*What the task asks:*
Reproduce the records from the line containing "Mark every instance of the woman in long" through the line containing "<point>281,364</point>", switching "clock tower" to "bell tower" and leaving all else unchanged.

*Raw records:*
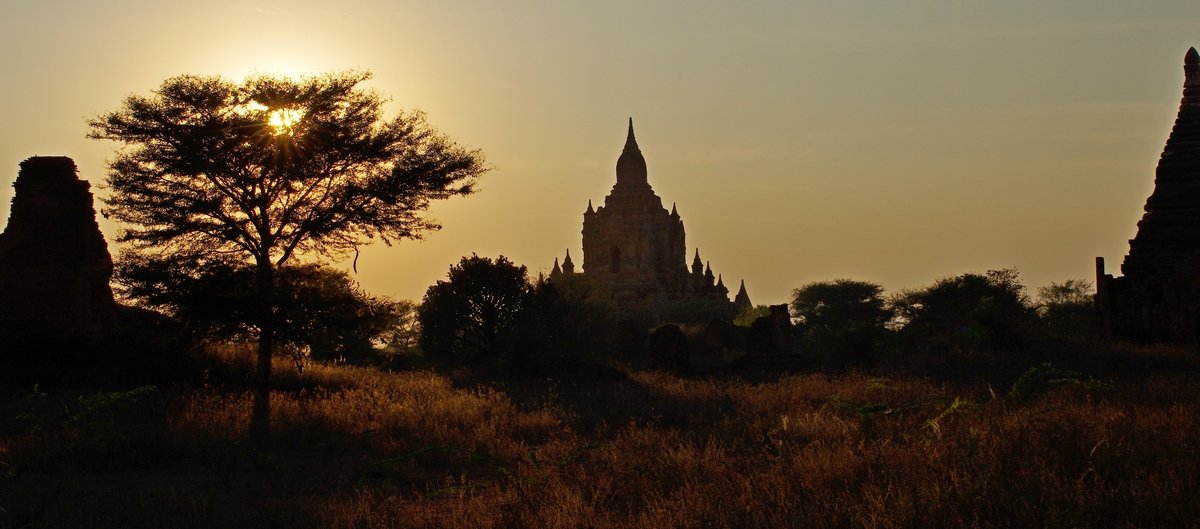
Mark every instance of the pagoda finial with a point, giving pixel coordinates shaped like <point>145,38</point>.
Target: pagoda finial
<point>1192,68</point>
<point>742,301</point>
<point>631,166</point>
<point>568,265</point>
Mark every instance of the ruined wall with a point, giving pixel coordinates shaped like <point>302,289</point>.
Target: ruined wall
<point>54,263</point>
<point>635,250</point>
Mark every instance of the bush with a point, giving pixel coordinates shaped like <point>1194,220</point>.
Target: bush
<point>971,312</point>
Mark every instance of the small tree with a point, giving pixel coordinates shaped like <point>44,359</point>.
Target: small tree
<point>315,306</point>
<point>269,168</point>
<point>967,312</point>
<point>843,317</point>
<point>469,316</point>
<point>1068,308</point>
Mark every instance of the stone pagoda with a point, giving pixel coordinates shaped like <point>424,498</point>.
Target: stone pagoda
<point>634,250</point>
<point>1158,296</point>
<point>54,263</point>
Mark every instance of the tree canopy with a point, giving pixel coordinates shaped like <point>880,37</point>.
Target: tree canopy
<point>274,166</point>
<point>468,316</point>
<point>271,167</point>
<point>970,311</point>
<point>841,317</point>
<point>318,307</point>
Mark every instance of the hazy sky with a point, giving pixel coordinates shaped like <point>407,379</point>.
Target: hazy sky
<point>802,140</point>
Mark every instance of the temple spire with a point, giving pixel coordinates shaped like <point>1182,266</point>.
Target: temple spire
<point>742,301</point>
<point>1191,71</point>
<point>568,265</point>
<point>631,166</point>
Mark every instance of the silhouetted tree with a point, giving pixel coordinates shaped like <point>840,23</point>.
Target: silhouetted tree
<point>1068,308</point>
<point>475,310</point>
<point>841,317</point>
<point>315,306</point>
<point>971,311</point>
<point>269,168</point>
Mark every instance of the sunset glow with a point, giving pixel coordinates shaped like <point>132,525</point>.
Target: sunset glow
<point>282,120</point>
<point>886,142</point>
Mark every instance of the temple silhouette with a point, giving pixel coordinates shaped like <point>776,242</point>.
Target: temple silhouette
<point>635,250</point>
<point>1158,296</point>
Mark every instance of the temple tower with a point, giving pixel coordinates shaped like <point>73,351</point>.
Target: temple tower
<point>635,250</point>
<point>1158,298</point>
<point>633,244</point>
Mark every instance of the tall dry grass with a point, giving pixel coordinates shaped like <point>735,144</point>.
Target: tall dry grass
<point>359,448</point>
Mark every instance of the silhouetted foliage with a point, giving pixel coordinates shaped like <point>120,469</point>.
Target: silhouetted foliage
<point>669,349</point>
<point>843,318</point>
<point>747,317</point>
<point>316,306</point>
<point>1068,310</point>
<point>273,167</point>
<point>967,312</point>
<point>472,314</point>
<point>565,319</point>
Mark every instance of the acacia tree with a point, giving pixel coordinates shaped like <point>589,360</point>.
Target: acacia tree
<point>844,317</point>
<point>271,168</point>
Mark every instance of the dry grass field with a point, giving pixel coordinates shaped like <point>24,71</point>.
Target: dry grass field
<point>361,448</point>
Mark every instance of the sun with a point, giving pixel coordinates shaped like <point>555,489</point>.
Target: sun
<point>282,120</point>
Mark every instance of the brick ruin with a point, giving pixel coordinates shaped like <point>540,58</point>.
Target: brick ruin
<point>1158,296</point>
<point>54,263</point>
<point>635,251</point>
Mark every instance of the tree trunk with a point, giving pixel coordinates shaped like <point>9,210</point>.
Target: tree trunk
<point>261,415</point>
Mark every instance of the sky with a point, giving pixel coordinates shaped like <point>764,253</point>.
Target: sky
<point>802,140</point>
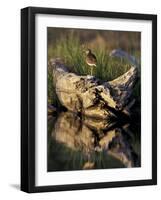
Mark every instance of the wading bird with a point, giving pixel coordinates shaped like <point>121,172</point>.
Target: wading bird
<point>91,59</point>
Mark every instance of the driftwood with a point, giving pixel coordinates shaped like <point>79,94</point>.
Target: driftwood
<point>91,97</point>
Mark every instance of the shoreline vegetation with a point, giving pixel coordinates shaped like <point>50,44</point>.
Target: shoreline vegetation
<point>69,45</point>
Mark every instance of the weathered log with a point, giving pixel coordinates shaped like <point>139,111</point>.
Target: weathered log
<point>89,96</point>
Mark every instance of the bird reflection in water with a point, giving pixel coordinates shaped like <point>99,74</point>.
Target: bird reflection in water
<point>76,143</point>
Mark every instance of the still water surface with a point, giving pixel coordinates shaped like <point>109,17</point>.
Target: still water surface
<point>76,143</point>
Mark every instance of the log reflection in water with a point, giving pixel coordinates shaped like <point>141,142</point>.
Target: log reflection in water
<point>90,136</point>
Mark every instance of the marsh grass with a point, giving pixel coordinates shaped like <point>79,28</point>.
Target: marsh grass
<point>72,52</point>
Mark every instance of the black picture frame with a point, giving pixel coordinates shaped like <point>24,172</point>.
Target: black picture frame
<point>28,98</point>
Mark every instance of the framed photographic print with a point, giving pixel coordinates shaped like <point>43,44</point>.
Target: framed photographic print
<point>88,99</point>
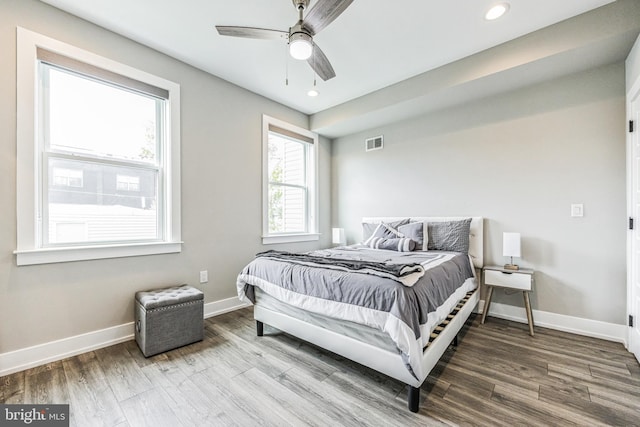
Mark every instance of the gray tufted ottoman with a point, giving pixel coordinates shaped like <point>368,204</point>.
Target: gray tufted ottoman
<point>168,318</point>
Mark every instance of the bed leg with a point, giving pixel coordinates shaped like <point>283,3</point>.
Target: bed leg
<point>259,328</point>
<point>414,399</point>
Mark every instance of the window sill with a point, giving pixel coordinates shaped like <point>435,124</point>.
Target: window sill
<point>289,238</point>
<point>85,253</point>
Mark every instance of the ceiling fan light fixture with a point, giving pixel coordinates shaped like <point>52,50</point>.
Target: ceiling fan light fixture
<point>496,11</point>
<point>300,46</point>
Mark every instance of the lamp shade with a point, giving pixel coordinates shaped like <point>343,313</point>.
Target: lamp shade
<point>300,46</point>
<point>511,244</point>
<point>338,236</point>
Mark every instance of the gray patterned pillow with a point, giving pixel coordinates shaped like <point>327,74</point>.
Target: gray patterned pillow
<point>415,232</point>
<point>449,236</point>
<point>368,228</point>
<point>400,244</point>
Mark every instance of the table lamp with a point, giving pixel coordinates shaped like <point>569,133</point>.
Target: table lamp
<point>511,248</point>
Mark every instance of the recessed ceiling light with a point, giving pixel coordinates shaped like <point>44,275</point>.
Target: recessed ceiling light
<point>497,11</point>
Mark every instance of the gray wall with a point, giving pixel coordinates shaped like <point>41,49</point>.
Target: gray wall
<point>520,160</point>
<point>221,193</point>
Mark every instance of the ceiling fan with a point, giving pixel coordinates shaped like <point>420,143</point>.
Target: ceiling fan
<point>300,36</point>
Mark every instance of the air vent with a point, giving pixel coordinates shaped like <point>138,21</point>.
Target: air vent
<point>374,143</point>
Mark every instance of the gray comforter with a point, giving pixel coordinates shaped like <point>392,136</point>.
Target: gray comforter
<point>380,302</point>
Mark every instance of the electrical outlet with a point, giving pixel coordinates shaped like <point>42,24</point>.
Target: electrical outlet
<point>204,276</point>
<point>577,210</point>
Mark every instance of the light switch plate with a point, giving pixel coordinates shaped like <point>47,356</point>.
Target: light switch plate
<point>577,210</point>
<point>204,276</point>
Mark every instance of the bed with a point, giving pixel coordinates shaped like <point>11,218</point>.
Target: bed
<point>397,320</point>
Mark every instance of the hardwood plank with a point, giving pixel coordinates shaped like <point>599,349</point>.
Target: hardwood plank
<point>12,388</point>
<point>122,372</point>
<point>484,411</point>
<point>352,409</point>
<point>246,407</point>
<point>187,399</point>
<point>150,408</point>
<point>91,400</point>
<point>498,375</point>
<point>289,350</point>
<point>46,385</point>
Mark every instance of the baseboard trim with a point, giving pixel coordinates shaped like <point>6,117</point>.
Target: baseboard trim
<point>30,357</point>
<point>560,322</point>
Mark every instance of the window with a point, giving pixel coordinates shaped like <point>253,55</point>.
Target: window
<point>67,177</point>
<point>289,184</point>
<point>98,155</point>
<point>127,183</point>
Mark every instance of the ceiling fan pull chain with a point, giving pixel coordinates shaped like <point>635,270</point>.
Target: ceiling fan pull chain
<point>286,62</point>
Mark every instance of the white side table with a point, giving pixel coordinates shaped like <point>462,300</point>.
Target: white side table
<point>513,279</point>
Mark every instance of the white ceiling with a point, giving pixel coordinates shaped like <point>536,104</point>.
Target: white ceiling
<point>373,44</point>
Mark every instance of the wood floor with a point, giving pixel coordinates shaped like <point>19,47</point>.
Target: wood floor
<point>498,375</point>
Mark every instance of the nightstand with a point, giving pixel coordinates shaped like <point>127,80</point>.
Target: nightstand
<point>513,279</point>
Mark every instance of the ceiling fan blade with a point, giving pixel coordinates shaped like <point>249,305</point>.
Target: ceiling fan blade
<point>252,33</point>
<point>321,64</point>
<point>324,13</point>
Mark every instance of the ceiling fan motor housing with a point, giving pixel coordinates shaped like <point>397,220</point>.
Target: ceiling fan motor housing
<point>300,3</point>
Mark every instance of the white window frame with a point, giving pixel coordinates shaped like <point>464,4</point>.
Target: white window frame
<point>127,182</point>
<point>68,176</point>
<point>29,249</point>
<point>312,185</point>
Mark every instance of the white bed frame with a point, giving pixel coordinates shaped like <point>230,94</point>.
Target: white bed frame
<point>381,360</point>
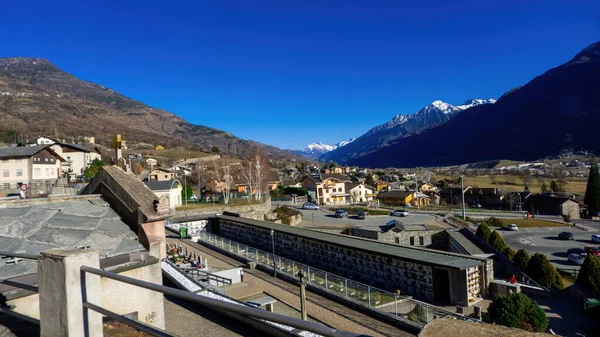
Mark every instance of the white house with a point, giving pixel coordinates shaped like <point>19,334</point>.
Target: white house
<point>45,141</point>
<point>171,189</point>
<point>31,165</point>
<point>77,157</point>
<point>360,193</point>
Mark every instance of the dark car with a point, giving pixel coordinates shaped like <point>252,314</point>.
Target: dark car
<point>592,250</point>
<point>577,251</point>
<point>566,236</point>
<point>340,213</point>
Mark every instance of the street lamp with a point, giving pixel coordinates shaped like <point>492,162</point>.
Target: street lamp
<point>273,244</point>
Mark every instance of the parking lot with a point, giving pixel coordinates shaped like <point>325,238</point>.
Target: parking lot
<point>546,241</point>
<point>327,219</point>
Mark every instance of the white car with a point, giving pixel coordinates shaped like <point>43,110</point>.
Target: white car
<point>399,213</point>
<point>308,205</point>
<point>576,259</point>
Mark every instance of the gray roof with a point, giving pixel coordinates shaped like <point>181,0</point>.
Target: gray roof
<point>31,228</point>
<point>20,151</point>
<point>407,253</point>
<point>162,185</point>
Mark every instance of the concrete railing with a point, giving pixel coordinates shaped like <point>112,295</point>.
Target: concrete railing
<point>403,308</point>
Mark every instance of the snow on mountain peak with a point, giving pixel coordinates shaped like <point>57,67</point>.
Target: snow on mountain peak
<point>314,150</point>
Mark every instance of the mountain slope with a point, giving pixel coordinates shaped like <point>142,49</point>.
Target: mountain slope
<point>557,110</point>
<point>315,150</point>
<point>35,95</point>
<point>402,125</point>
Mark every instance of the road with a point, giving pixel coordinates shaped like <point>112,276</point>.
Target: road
<point>326,219</point>
<point>546,241</point>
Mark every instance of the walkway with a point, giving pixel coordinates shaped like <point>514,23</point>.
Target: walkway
<point>319,308</point>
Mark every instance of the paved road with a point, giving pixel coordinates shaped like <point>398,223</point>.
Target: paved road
<point>546,241</point>
<point>323,218</point>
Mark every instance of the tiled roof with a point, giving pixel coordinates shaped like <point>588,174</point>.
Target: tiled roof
<point>162,185</point>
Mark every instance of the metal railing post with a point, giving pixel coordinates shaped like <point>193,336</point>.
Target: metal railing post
<point>346,286</point>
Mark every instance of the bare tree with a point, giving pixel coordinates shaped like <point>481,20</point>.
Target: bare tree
<point>260,166</point>
<point>247,172</point>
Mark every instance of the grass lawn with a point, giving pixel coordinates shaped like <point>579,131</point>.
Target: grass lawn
<point>232,202</point>
<point>515,183</point>
<point>532,223</point>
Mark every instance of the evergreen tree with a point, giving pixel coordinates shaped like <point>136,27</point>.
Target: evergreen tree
<point>589,274</point>
<point>484,232</point>
<point>543,272</point>
<point>497,242</point>
<point>521,259</point>
<point>518,311</point>
<point>592,190</point>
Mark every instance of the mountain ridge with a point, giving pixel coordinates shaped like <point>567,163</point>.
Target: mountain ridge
<point>401,125</point>
<point>556,110</point>
<point>34,93</point>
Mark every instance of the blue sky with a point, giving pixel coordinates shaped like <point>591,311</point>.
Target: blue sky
<point>288,73</point>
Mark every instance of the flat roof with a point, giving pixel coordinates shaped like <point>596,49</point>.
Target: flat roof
<point>407,253</point>
<point>29,227</point>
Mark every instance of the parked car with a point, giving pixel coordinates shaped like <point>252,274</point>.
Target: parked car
<point>592,250</point>
<point>399,213</point>
<point>340,213</point>
<point>512,227</point>
<point>576,259</point>
<point>578,251</point>
<point>308,205</point>
<point>566,236</point>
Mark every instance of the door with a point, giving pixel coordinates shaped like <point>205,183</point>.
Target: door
<point>441,286</point>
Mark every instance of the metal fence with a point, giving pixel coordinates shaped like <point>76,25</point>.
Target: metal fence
<point>399,306</point>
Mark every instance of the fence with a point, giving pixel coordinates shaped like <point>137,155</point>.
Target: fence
<point>210,300</point>
<point>394,305</point>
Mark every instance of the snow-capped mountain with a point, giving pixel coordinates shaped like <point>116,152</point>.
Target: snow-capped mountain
<point>402,125</point>
<point>315,150</point>
<point>436,107</point>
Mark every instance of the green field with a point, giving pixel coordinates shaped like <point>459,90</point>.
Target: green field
<point>516,183</point>
<point>524,223</point>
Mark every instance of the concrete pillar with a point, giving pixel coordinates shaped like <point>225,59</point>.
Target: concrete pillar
<point>62,287</point>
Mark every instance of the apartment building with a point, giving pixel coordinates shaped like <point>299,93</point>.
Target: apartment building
<point>31,165</point>
<point>326,189</point>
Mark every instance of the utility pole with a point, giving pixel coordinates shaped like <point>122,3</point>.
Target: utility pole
<point>273,243</point>
<point>462,192</point>
<point>302,294</point>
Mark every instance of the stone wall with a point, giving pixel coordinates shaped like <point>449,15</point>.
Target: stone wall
<point>256,211</point>
<point>379,270</point>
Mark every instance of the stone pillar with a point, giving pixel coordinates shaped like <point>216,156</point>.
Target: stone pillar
<point>62,287</point>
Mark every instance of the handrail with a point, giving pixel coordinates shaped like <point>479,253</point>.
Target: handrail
<point>131,322</point>
<point>21,255</point>
<point>221,305</point>
<point>21,285</point>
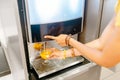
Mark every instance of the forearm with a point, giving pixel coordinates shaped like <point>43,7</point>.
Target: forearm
<point>88,52</point>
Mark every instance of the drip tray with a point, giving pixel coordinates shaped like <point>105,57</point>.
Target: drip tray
<point>46,67</point>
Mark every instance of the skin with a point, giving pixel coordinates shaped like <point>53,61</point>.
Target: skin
<point>105,51</point>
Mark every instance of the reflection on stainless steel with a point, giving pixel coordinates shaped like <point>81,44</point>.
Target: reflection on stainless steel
<point>45,67</point>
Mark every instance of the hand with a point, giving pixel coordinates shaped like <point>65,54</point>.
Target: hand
<point>59,39</point>
<point>57,55</point>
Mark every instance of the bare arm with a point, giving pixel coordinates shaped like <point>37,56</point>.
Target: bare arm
<point>105,51</point>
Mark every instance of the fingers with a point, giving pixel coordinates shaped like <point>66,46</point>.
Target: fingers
<point>50,37</point>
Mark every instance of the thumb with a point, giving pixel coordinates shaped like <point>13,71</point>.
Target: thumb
<point>50,37</point>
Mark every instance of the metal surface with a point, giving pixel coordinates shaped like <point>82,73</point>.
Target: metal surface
<point>46,67</point>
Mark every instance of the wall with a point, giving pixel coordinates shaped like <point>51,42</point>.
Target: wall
<point>11,43</point>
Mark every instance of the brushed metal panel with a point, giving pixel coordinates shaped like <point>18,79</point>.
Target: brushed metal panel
<point>108,13</point>
<point>92,20</point>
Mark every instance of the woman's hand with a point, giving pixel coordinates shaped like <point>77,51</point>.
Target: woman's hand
<point>57,55</point>
<point>59,39</point>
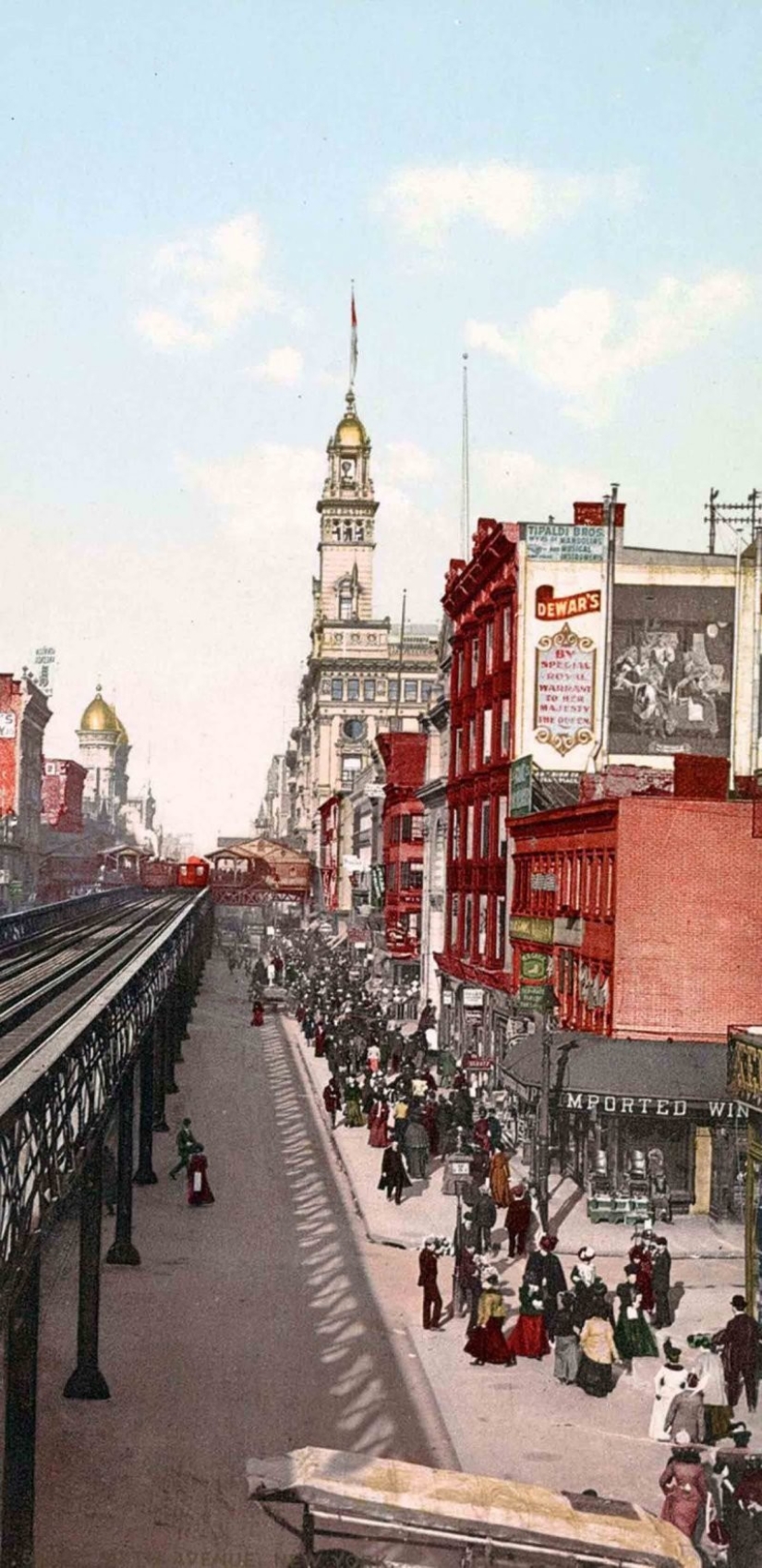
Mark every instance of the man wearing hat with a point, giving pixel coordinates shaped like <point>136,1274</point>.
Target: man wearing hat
<point>739,1343</point>
<point>427,1280</point>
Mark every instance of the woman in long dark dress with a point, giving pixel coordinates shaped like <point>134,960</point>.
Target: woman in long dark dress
<point>598,1356</point>
<point>487,1341</point>
<point>632,1334</point>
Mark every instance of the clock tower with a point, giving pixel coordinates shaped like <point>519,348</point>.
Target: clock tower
<point>347,517</point>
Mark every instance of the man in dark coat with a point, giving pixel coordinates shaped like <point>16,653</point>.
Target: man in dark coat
<point>739,1343</point>
<point>480,1219</point>
<point>663,1316</point>
<point>544,1270</point>
<point>518,1219</point>
<point>427,1280</point>
<point>393,1176</point>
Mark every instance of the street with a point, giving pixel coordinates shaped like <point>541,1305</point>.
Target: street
<point>249,1329</point>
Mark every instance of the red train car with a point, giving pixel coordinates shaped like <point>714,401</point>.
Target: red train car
<point>193,872</point>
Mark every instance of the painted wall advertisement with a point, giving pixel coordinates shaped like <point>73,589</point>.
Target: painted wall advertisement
<point>671,670</point>
<point>564,686</point>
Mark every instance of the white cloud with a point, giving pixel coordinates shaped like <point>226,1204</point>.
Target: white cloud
<point>207,283</point>
<point>516,201</point>
<point>516,486</point>
<point>406,463</point>
<point>591,341</point>
<point>281,364</point>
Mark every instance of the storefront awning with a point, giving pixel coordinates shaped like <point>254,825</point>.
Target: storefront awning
<point>637,1076</point>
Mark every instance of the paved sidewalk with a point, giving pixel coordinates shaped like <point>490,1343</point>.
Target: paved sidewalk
<point>519,1421</point>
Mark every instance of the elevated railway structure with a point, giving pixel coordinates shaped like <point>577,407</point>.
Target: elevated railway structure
<point>88,998</point>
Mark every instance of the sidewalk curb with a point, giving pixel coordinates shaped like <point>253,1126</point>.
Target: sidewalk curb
<point>424,1397</point>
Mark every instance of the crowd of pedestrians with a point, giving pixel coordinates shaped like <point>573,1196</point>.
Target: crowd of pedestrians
<point>416,1106</point>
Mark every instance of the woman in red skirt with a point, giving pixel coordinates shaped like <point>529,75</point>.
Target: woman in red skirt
<point>198,1185</point>
<point>487,1341</point>
<point>528,1336</point>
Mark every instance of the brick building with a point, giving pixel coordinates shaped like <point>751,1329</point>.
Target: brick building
<point>405,760</point>
<point>649,910</point>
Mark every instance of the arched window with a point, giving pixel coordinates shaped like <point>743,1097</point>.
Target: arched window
<point>345,601</point>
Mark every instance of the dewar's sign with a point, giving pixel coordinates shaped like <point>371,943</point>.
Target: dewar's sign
<point>549,607</point>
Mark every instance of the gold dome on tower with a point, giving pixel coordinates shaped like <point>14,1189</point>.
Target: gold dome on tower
<point>99,715</point>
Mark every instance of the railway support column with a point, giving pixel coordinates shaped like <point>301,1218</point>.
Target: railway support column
<point>160,1123</point>
<point>123,1250</point>
<point>87,1380</point>
<point>20,1408</point>
<point>146,1176</point>
<point>170,1029</point>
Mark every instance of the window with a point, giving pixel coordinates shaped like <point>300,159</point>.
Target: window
<point>505,726</point>
<point>507,632</point>
<point>487,735</point>
<point>350,769</point>
<point>411,874</point>
<point>481,927</point>
<point>485,828</point>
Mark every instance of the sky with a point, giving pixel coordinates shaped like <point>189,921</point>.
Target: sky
<point>568,191</point>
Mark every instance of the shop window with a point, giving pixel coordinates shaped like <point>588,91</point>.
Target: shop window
<point>455,852</point>
<point>469,833</point>
<point>507,632</point>
<point>505,726</point>
<point>487,735</point>
<point>485,828</point>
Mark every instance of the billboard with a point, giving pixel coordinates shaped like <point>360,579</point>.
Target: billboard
<point>671,670</point>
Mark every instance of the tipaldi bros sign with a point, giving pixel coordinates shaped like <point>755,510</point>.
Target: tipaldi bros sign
<point>745,1066</point>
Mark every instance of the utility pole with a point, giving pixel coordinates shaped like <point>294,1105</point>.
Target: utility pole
<point>544,1120</point>
<point>712,521</point>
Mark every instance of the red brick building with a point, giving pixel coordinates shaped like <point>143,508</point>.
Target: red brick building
<point>480,600</point>
<point>649,908</point>
<point>405,760</point>
<point>63,783</point>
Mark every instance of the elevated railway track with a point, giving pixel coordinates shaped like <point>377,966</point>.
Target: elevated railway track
<point>85,998</point>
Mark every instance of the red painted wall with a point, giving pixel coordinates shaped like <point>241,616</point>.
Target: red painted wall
<point>689,919</point>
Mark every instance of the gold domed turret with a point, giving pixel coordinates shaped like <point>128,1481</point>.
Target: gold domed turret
<point>99,715</point>
<point>350,430</point>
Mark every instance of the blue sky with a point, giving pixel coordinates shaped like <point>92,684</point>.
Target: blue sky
<point>566,190</point>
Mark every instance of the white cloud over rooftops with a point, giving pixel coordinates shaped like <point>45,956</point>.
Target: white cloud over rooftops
<point>427,200</point>
<point>591,341</point>
<point>207,285</point>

*Result:*
Mark every instance of the woman in long dark dress with a point, giving pixel coordinates shaped like <point>134,960</point>.
Target: woman in long dark dress
<point>598,1356</point>
<point>487,1341</point>
<point>632,1334</point>
Mark every instance of the bell tower with a point, giving pixel coordinates shaped like <point>519,348</point>.
Target: bell tower
<point>347,517</point>
Mark every instance of the man in dark coat with a point, giving pixel coordinates shaped like <point>16,653</point>.
Target: man in dark coat
<point>739,1343</point>
<point>480,1219</point>
<point>663,1316</point>
<point>544,1270</point>
<point>518,1219</point>
<point>427,1280</point>
<point>393,1176</point>
Mark every instance of the street with a point, giving pixel coordinates shaped like <point>541,1305</point>.
Target: street
<point>249,1329</point>
Mark every instance of the red train car with a point, giving pixel coordinates shaped like <point>714,401</point>.
Target: red train car
<point>193,872</point>
Mark every instance of the painted wall advertisement with a point, giving pixel coordinates shaped like <point>73,589</point>.
Target: painted wall advertisement
<point>671,670</point>
<point>564,686</point>
Mark every instance of the white cloud with a point, giving pixel coordinates shaped like <point>226,1204</point>.
Target: white cloud
<point>207,283</point>
<point>516,201</point>
<point>516,486</point>
<point>406,463</point>
<point>591,341</point>
<point>281,364</point>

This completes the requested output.